[Start of Attachment]

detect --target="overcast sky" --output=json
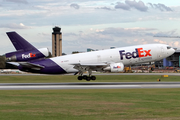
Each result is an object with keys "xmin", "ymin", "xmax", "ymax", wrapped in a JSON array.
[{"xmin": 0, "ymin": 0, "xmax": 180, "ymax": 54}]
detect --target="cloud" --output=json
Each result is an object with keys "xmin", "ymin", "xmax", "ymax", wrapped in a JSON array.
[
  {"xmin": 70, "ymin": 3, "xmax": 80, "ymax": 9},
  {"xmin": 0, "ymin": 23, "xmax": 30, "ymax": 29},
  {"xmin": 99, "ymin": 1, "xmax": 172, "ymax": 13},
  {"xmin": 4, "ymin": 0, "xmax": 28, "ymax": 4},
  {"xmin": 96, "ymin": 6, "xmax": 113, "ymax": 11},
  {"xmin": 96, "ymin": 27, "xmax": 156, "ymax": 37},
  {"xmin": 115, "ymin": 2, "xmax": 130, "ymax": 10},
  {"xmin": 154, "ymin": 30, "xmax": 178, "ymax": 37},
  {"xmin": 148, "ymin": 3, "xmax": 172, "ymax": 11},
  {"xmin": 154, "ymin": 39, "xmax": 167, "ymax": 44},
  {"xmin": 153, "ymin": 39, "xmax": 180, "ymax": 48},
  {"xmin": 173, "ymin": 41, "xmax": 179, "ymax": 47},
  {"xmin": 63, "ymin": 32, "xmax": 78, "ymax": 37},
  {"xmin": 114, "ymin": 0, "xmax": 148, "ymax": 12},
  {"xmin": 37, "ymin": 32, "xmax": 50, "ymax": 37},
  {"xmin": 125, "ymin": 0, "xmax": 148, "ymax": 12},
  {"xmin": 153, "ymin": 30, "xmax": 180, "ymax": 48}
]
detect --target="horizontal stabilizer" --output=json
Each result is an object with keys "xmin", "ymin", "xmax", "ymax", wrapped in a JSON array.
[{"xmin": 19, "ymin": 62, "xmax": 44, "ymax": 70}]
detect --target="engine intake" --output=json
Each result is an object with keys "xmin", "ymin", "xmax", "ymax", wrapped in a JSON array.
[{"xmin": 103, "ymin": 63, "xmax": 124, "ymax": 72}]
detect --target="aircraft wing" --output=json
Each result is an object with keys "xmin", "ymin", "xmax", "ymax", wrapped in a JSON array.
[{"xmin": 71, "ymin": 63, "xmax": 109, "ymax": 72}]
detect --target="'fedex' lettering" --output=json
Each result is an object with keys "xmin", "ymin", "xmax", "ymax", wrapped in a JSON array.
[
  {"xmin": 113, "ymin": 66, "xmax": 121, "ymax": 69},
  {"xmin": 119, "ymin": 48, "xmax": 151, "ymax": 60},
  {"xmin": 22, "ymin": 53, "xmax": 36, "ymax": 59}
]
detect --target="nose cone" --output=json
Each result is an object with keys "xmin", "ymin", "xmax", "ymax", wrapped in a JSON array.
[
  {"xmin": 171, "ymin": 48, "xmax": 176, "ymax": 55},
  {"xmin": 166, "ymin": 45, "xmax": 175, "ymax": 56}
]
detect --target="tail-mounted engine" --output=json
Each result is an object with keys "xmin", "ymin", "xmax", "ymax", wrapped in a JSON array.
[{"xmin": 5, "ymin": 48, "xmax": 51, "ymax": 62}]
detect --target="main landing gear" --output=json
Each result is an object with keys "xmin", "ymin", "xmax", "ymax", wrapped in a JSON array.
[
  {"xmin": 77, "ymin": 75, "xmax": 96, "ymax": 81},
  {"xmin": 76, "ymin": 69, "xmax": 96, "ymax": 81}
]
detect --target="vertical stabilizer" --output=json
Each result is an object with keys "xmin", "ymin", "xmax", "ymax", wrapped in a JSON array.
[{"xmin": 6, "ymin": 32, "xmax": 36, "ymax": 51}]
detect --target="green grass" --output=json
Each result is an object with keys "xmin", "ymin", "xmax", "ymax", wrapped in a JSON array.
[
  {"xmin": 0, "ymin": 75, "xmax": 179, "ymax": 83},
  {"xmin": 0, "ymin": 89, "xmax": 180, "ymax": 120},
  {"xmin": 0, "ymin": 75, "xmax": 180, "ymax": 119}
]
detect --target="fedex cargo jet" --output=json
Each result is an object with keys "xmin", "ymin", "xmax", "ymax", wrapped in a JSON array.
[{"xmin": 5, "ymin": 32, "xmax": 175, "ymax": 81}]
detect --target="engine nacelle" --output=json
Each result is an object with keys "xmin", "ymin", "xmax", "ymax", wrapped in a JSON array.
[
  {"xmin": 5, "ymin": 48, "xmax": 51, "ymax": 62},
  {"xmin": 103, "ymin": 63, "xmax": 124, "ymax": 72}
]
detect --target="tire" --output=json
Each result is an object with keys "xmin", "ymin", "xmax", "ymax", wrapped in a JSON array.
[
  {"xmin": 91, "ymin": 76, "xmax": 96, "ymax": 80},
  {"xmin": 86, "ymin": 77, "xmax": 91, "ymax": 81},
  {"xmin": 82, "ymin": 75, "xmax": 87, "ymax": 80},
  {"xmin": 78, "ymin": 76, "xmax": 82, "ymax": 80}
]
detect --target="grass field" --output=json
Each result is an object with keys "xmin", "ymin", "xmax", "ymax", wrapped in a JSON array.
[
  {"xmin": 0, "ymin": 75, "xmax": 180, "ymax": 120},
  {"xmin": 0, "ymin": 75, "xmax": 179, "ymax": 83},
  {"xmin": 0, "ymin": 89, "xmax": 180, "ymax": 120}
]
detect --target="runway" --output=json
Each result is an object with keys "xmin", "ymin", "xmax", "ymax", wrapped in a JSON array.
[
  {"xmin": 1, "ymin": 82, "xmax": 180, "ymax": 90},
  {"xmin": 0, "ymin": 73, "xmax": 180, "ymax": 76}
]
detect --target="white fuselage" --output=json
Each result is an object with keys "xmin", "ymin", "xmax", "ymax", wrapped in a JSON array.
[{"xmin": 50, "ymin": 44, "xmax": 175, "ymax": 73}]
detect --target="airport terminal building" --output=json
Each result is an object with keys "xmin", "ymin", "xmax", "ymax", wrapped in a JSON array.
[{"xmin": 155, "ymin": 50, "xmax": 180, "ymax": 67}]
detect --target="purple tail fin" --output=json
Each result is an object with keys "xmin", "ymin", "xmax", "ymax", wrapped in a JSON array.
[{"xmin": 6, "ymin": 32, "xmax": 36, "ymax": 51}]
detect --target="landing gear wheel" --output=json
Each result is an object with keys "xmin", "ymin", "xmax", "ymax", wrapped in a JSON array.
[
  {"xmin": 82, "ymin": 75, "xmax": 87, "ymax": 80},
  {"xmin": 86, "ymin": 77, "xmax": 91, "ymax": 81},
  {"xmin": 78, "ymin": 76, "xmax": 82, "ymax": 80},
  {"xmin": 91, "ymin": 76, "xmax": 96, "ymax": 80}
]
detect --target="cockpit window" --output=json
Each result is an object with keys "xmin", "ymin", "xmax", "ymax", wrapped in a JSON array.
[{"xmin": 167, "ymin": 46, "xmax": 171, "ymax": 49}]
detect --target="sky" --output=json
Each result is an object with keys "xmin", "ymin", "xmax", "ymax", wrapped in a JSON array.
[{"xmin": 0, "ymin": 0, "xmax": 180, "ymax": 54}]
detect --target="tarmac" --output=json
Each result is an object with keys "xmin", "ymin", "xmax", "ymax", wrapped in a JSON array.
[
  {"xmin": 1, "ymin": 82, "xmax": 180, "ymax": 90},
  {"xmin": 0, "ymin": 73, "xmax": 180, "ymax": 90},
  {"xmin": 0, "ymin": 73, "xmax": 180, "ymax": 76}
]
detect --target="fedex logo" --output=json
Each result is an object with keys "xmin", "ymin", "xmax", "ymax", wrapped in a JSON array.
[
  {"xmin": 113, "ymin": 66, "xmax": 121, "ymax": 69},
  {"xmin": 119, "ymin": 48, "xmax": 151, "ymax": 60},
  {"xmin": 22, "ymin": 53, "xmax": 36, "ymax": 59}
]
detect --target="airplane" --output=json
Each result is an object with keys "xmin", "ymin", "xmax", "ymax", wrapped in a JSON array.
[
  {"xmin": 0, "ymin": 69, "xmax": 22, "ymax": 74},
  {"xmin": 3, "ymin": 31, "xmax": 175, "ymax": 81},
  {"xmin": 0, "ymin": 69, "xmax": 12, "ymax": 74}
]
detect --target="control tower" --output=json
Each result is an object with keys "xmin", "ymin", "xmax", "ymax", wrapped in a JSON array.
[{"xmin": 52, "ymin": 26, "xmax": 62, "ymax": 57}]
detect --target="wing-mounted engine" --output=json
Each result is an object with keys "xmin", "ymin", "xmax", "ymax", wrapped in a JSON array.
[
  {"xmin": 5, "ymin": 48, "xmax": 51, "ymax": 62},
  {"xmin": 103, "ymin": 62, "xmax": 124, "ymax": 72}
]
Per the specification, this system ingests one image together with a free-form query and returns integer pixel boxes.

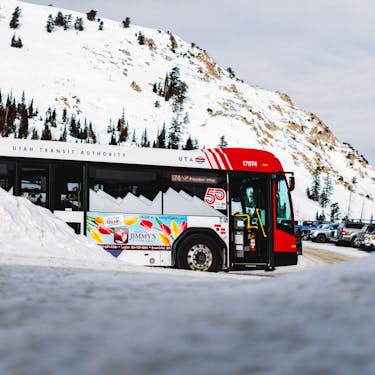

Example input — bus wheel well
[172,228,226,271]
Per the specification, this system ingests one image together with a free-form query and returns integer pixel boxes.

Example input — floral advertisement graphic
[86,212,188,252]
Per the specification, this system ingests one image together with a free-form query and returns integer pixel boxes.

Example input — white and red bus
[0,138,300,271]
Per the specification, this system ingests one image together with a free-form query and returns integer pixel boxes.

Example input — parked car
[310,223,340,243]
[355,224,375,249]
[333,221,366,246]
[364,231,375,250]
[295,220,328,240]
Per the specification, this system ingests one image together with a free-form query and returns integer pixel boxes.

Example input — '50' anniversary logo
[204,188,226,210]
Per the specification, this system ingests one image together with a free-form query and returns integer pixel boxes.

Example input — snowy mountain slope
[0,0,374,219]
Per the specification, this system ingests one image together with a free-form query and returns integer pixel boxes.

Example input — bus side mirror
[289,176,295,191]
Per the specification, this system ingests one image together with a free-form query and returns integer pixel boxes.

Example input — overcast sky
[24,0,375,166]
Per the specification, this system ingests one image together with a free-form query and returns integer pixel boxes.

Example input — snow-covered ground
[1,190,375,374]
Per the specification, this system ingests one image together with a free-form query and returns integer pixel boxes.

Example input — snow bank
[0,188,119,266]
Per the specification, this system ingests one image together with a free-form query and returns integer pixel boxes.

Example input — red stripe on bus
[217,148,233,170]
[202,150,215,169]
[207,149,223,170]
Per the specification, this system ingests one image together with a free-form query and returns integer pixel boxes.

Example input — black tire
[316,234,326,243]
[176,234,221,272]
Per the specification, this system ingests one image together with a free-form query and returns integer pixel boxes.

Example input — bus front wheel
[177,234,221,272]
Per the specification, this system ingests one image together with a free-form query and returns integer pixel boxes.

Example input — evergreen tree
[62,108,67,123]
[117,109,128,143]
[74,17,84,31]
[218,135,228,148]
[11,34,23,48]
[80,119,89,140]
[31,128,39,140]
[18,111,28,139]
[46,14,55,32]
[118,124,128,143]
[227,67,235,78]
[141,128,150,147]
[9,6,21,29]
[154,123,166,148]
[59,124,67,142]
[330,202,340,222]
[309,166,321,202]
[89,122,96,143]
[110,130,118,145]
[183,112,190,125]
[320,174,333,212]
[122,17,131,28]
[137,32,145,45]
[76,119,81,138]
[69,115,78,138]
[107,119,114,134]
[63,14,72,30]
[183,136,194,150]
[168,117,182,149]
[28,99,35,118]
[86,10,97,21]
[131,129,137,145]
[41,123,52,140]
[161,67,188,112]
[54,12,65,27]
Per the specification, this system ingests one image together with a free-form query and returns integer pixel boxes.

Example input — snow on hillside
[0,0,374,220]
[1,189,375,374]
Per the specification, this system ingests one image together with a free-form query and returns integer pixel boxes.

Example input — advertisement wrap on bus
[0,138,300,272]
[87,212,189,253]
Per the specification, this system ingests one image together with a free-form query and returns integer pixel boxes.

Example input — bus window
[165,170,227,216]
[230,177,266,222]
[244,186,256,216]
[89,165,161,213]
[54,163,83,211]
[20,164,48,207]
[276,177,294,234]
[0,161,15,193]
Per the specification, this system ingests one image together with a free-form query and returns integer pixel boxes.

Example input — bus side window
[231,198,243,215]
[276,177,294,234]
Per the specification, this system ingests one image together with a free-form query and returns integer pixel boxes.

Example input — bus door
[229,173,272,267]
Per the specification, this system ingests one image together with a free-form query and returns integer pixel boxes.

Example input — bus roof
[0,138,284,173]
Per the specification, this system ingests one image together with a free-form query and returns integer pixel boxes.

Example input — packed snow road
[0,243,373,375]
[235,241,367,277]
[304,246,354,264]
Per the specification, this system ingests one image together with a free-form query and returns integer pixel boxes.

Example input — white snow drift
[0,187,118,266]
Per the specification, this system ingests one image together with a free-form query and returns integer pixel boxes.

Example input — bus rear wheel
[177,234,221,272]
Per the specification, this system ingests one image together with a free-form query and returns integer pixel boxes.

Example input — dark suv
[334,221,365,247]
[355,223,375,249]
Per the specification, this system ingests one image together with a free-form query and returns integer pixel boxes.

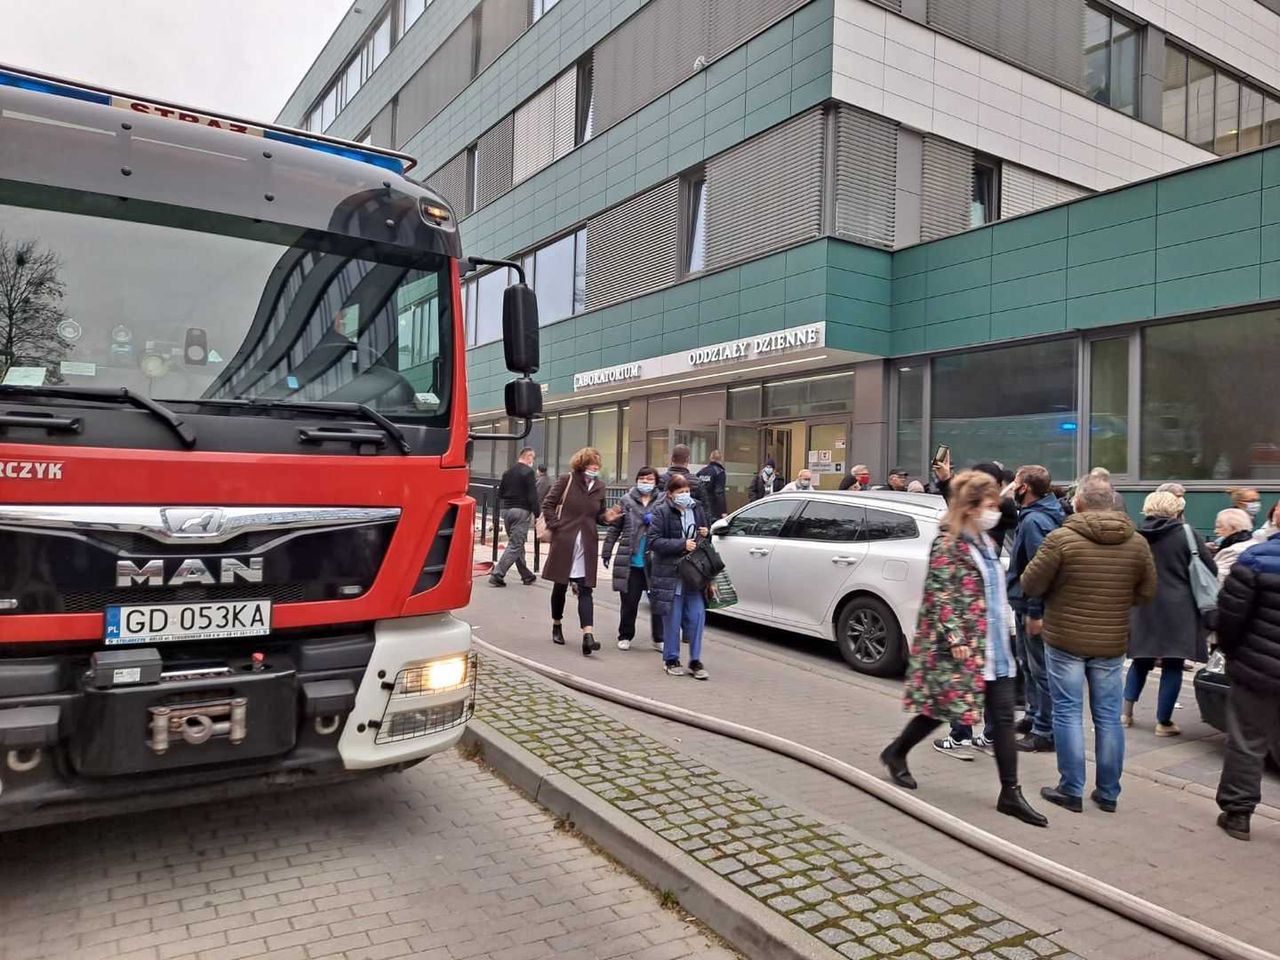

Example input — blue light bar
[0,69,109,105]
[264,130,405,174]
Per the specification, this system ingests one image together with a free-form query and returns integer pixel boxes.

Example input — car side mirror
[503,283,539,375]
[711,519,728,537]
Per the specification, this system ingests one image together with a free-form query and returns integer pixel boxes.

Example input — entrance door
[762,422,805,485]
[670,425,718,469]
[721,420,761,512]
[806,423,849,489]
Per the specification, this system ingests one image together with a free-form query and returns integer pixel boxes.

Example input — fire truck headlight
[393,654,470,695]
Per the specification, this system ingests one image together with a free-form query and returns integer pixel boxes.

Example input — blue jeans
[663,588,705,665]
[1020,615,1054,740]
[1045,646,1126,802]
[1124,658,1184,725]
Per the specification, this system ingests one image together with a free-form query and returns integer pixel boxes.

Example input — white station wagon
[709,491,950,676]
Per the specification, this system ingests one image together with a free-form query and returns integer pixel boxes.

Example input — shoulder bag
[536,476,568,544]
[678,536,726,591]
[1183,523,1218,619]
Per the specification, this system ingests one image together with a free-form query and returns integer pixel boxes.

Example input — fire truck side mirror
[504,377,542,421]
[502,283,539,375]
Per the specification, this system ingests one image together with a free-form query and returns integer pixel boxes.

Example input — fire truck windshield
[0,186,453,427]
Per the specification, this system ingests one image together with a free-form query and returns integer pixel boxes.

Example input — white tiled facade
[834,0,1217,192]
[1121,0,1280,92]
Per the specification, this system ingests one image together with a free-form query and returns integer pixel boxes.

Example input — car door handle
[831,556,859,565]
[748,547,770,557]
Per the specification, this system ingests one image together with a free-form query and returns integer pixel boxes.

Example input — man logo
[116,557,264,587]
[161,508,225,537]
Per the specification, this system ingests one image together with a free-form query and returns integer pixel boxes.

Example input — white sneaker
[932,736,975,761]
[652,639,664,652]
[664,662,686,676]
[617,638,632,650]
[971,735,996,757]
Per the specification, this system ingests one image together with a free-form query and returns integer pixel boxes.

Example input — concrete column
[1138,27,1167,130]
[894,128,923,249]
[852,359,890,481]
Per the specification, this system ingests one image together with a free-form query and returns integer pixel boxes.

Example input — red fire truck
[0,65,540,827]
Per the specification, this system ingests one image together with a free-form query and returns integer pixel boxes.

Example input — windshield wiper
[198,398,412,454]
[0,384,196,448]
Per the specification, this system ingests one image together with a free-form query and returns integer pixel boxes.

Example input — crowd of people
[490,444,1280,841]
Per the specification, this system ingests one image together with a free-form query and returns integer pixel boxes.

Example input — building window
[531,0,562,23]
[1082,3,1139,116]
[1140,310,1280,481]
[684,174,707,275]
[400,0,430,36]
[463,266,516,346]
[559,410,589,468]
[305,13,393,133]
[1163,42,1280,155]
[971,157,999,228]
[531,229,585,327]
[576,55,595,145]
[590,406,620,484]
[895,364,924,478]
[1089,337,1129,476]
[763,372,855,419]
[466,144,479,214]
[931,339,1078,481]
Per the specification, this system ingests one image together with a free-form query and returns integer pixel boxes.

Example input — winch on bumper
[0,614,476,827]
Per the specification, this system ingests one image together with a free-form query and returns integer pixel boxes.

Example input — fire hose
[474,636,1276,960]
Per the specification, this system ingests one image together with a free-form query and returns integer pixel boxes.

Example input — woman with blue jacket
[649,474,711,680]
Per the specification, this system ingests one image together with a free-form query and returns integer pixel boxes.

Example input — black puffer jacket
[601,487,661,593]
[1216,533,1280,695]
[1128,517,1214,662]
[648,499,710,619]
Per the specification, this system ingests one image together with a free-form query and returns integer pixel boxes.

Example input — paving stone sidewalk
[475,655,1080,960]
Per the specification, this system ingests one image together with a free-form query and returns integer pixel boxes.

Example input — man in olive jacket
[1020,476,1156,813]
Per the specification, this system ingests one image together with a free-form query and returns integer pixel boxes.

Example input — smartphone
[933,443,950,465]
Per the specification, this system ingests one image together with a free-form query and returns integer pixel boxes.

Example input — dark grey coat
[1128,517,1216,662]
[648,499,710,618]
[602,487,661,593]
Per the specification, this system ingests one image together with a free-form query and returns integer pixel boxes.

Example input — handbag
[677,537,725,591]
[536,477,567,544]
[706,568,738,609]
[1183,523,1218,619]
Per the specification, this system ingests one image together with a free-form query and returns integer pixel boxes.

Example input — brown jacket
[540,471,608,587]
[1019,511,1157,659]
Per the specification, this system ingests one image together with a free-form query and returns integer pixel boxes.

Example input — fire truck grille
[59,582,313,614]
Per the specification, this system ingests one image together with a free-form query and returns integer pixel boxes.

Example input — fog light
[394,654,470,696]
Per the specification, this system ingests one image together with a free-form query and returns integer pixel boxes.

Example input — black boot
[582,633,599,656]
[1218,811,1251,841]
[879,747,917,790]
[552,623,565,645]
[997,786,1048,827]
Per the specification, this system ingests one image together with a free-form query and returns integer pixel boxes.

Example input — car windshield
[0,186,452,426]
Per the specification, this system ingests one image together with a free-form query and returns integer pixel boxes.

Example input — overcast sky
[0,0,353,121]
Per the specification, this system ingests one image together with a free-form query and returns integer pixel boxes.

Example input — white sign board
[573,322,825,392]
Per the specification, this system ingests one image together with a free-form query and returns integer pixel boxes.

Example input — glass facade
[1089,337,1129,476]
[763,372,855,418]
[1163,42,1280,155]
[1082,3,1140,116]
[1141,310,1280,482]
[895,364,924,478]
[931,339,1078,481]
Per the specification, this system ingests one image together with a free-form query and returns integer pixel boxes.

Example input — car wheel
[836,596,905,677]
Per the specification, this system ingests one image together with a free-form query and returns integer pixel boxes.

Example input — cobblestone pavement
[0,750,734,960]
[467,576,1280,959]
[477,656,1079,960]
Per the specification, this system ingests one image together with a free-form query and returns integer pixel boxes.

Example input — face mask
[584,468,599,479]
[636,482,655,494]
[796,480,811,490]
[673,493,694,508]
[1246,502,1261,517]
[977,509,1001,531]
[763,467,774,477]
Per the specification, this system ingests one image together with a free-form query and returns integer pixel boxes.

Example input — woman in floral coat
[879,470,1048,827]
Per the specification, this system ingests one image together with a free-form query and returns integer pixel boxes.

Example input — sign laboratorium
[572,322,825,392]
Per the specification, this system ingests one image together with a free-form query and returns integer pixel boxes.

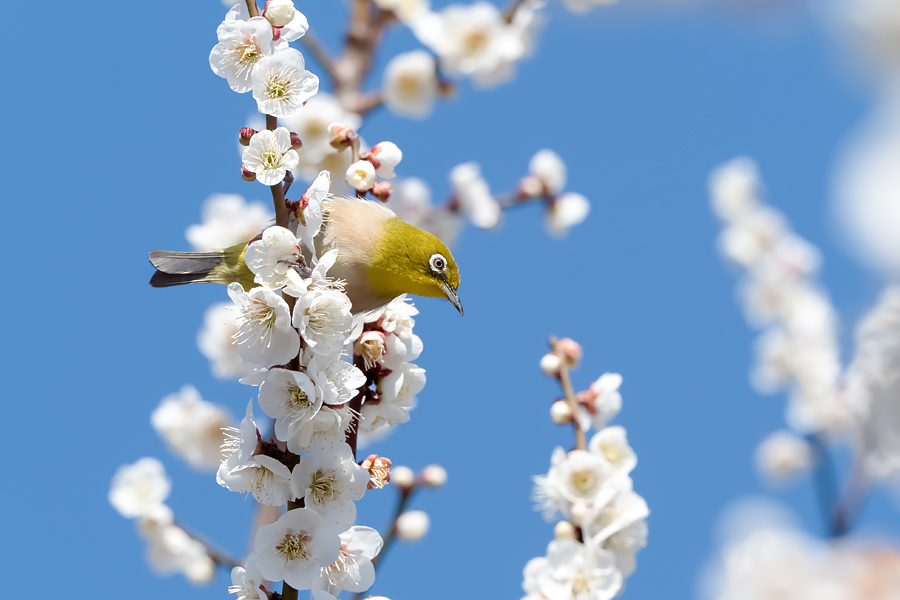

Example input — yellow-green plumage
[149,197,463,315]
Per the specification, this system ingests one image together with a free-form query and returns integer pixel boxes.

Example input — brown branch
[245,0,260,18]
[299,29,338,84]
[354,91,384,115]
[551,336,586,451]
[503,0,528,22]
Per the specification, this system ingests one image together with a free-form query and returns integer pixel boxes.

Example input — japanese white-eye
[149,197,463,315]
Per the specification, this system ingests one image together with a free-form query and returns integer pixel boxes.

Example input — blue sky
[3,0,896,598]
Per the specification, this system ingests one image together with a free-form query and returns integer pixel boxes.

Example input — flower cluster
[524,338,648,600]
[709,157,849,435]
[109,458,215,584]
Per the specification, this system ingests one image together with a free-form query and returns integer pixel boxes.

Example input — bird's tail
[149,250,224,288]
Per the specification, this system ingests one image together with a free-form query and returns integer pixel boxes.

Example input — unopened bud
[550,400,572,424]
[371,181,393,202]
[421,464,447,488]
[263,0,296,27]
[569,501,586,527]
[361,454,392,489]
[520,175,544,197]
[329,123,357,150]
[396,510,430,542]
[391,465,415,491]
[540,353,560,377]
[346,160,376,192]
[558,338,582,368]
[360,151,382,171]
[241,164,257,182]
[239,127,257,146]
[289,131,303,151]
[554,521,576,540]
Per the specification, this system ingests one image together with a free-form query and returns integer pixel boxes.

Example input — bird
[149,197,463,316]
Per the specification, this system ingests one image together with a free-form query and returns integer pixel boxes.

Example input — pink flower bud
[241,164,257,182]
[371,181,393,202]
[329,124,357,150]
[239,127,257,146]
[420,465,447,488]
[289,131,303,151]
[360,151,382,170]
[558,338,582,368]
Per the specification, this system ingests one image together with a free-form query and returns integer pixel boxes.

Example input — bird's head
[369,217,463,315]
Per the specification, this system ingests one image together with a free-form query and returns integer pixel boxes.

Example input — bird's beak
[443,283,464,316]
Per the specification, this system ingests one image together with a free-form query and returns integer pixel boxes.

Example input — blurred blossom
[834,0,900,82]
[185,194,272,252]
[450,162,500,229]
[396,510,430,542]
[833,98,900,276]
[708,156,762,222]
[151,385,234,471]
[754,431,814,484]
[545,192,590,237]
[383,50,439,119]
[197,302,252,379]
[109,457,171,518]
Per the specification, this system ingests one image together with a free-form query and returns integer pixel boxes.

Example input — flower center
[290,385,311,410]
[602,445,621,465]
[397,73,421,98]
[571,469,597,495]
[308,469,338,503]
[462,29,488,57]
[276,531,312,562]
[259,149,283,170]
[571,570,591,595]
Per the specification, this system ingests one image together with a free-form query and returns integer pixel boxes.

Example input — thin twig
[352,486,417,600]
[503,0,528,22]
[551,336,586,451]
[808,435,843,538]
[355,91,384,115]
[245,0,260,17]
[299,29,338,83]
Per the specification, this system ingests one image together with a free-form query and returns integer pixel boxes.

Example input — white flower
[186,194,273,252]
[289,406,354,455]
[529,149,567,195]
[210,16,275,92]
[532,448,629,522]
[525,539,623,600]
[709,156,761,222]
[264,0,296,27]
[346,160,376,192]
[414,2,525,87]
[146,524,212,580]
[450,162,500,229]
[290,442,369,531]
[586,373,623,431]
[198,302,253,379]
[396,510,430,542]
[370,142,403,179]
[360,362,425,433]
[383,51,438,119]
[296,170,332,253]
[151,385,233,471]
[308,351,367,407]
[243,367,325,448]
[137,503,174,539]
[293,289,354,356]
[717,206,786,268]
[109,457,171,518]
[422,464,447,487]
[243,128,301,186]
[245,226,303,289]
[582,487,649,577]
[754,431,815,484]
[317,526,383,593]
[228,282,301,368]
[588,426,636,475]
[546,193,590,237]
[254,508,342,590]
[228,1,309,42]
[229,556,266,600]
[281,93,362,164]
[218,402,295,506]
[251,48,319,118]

[End of Attachment]

▶ Your assignment: Report the number of lines in the listing that include the string "engine"; give nothing but the number.

▶ Answer section: 4